[What to do] Please print all of the material below word for word, leaving out the pictures.

[Input for this task]
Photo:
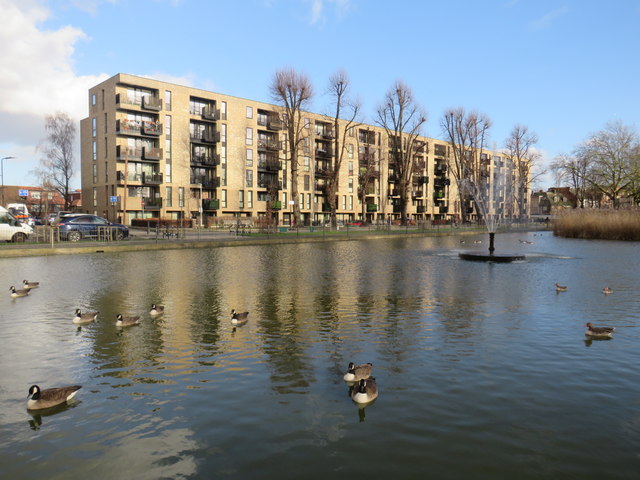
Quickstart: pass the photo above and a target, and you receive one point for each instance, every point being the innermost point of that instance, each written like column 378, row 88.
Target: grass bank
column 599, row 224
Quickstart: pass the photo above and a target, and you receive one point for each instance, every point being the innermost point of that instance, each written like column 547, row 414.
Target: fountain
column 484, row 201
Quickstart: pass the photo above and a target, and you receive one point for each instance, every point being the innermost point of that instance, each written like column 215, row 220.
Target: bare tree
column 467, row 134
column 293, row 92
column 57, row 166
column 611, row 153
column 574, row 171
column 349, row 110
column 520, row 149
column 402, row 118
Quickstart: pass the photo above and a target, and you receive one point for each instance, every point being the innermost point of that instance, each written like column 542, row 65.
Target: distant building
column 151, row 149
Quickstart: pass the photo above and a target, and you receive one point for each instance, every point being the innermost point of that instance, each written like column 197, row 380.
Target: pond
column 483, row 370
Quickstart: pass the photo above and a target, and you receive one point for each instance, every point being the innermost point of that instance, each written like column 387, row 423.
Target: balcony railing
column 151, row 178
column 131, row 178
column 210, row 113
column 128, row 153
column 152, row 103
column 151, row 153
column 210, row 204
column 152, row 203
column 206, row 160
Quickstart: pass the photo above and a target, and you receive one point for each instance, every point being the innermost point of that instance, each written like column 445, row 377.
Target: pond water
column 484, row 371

[Solution for this problem]
Photo:
Quickstart: pass the photo above and a target, and you receive one point for each instance, every point being the innermost point of that instance, each written like column 378, row 88.
Target: grass bank
column 599, row 224
Quickstart: pass the photo above and a target, and you receive one point for each instance, every point being the innermost point of that instance, each written like column 547, row 414.
Target: fountain
column 484, row 201
Quickstart: pass the photo above and a target, and you receive one point for each instance, every point being the innermost point of that instance, each written like column 215, row 220.
Target: bare tree
column 467, row 134
column 293, row 92
column 57, row 166
column 611, row 153
column 574, row 171
column 349, row 110
column 520, row 149
column 402, row 118
Quickstart: pass the photo above and a target, and you receive one point for each instance, every point being the innermost point of that instance, each written like column 542, row 65.
Target: distant building
column 151, row 149
Quickstart: pass the photo above and a target, and you receive one point for each instance, every point being the innermost point of that instance, each written like column 197, row 380.
Target: pond
column 483, row 370
Quickstart: pass the photo above and a target, and you receive one point for each instance, every point being the innermost point of that instance, each written like column 387, row 423.
Target: balcony railing
column 151, row 178
column 131, row 178
column 210, row 113
column 128, row 153
column 152, row 103
column 151, row 153
column 210, row 204
column 152, row 203
column 206, row 160
Quickstart: pass the photo above and a target, and you receive one point for each instance, every point being the innermost point of that instance, each written like column 445, row 377.
Target: pond water
column 484, row 371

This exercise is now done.